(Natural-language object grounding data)
◆ ◆ ◆ ◆

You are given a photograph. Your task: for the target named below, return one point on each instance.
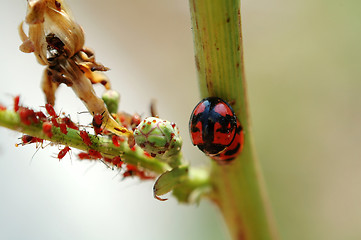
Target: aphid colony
(51, 120)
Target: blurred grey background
(302, 62)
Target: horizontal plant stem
(102, 144)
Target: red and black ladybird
(212, 125)
(234, 149)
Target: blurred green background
(303, 69)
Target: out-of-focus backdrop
(303, 68)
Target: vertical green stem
(238, 188)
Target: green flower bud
(160, 138)
(111, 99)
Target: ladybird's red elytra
(232, 150)
(212, 125)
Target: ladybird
(212, 125)
(232, 150)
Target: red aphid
(97, 123)
(16, 103)
(63, 128)
(47, 127)
(54, 122)
(86, 139)
(50, 109)
(41, 116)
(135, 121)
(63, 152)
(134, 171)
(234, 149)
(115, 140)
(94, 154)
(117, 161)
(27, 116)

◆ ◆ ◆ ◆

[What to produce] Could you write out the records exactly while omitting every picture?

[Task output]
You are given a photograph. Your task: for the target named below, return one point on each instance.
Target: aphid colony
(51, 120)
Target: blurred grey background
(302, 62)
Target: horizontal plant stem
(102, 144)
Target: red and black ladybird
(212, 125)
(234, 149)
Target: blurred green background
(303, 69)
Target: out-of-focus backdrop
(303, 68)
Target: vertical green stem
(238, 188)
Target: green flower bud
(160, 138)
(111, 99)
Target: ladybird's red elytra
(232, 150)
(212, 125)
Target: ladybird
(212, 125)
(232, 150)
Target: red aphid
(97, 123)
(16, 103)
(63, 128)
(47, 127)
(54, 122)
(86, 139)
(50, 109)
(41, 116)
(135, 121)
(63, 152)
(134, 171)
(234, 149)
(115, 140)
(94, 154)
(117, 161)
(27, 116)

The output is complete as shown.